(A portion of a data file)
-- begin --
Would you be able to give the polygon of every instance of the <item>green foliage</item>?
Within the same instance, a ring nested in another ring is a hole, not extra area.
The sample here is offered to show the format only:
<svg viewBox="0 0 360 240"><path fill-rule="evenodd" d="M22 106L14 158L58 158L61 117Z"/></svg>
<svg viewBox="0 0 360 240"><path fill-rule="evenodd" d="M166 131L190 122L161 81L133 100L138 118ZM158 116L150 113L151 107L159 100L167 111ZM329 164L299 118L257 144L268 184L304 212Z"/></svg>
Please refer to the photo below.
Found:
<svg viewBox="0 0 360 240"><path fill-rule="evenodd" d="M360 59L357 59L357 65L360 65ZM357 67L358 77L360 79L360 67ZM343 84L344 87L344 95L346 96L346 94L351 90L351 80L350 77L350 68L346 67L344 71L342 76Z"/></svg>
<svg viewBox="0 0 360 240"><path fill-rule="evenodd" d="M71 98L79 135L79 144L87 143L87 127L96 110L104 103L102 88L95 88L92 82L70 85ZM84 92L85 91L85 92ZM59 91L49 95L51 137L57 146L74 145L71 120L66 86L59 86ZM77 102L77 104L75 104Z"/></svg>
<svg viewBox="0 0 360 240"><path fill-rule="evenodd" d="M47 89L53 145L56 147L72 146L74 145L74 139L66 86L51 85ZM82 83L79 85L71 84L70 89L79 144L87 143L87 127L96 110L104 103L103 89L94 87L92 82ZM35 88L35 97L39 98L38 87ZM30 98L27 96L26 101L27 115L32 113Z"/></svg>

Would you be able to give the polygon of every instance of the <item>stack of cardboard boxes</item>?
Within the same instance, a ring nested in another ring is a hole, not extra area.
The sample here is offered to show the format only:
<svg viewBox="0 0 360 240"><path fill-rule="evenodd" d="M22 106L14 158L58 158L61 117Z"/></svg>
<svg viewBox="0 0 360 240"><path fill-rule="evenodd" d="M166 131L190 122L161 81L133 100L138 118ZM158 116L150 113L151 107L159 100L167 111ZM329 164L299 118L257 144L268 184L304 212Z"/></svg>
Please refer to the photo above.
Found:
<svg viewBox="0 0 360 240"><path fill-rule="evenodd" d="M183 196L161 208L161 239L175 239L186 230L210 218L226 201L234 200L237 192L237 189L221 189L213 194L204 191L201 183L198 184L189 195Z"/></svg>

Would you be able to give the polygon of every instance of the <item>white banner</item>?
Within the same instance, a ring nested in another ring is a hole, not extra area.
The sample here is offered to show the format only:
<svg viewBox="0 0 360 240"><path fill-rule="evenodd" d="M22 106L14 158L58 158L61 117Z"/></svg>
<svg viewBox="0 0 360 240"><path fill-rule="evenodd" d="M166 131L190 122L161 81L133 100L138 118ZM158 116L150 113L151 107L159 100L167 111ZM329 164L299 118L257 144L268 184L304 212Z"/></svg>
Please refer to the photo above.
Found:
-- end --
Work instructions:
Could you print all of the material above again, line for line and unchanged?

Response below:
Would you be able to give the polygon of every instance of the <item>green foliage</item>?
Within the same instance, a ring nested in another ring is a hole, not extra area.
The sample here is offered to show the format only:
<svg viewBox="0 0 360 240"><path fill-rule="evenodd" d="M22 106L14 158L58 158L61 117Z"/></svg>
<svg viewBox="0 0 360 240"><path fill-rule="evenodd" d="M166 131L190 122L161 81L133 100L138 118ZM158 116L150 113L151 107L159 100L167 111ZM329 164L299 118L257 144L268 184L304 212Z"/></svg>
Please refer to the photo below.
Found:
<svg viewBox="0 0 360 240"><path fill-rule="evenodd" d="M360 59L357 59L357 65L360 65ZM357 67L358 77L360 79L360 67ZM343 84L344 87L344 95L346 96L346 94L351 90L351 80L350 77L350 68L346 67L344 71L342 76Z"/></svg>
<svg viewBox="0 0 360 240"><path fill-rule="evenodd" d="M71 98L79 135L79 144L87 143L87 127L96 110L104 103L102 88L95 88L92 82L70 85ZM84 92L85 91L85 92ZM59 91L49 95L51 137L57 146L74 145L71 120L66 86L59 86ZM77 102L77 104L75 104Z"/></svg>
<svg viewBox="0 0 360 240"><path fill-rule="evenodd" d="M47 89L53 145L56 147L72 146L74 145L74 139L66 86L51 85ZM82 83L79 85L71 84L70 89L79 144L87 143L87 127L96 110L104 103L103 89L94 87L92 82ZM35 88L35 97L39 98L38 87ZM30 98L27 96L26 101L27 115L32 113Z"/></svg>

Would you be able to give the polygon of every instance of the <item>stack of cardboard boxes</item>?
Within the same instance, a ring nested in another ring is a hole, not extra area.
The sample here is offered to show the format only:
<svg viewBox="0 0 360 240"><path fill-rule="evenodd" d="M22 106L14 158L58 158L61 117Z"/></svg>
<svg viewBox="0 0 360 240"><path fill-rule="evenodd" d="M166 131L190 122L161 81L133 100L138 118ZM158 116L150 113L151 107L159 100L167 111ZM329 164L299 118L257 144L268 184L304 212Z"/></svg>
Please refer to the photo above.
Found:
<svg viewBox="0 0 360 240"><path fill-rule="evenodd" d="M183 196L161 208L161 239L175 239L186 230L210 218L226 201L234 200L237 192L237 189L221 189L213 194L204 191L201 183L198 184L189 195Z"/></svg>

Would you be able to give the polygon of every instance of the <item>white banner</item>?
Within the same instance, a ring nested in another ring is a hole, not extra area.
The sample here is offered to show the format only:
<svg viewBox="0 0 360 240"><path fill-rule="evenodd" d="M22 106L14 158L58 158L61 117Z"/></svg>
<svg viewBox="0 0 360 240"><path fill-rule="evenodd" d="M166 131L190 122L161 81L133 100L138 118ZM158 116L150 113L151 107L159 100L167 111ZM329 164L299 118L257 144L268 184L304 212Z"/></svg>
Please refer to the photo above.
Found:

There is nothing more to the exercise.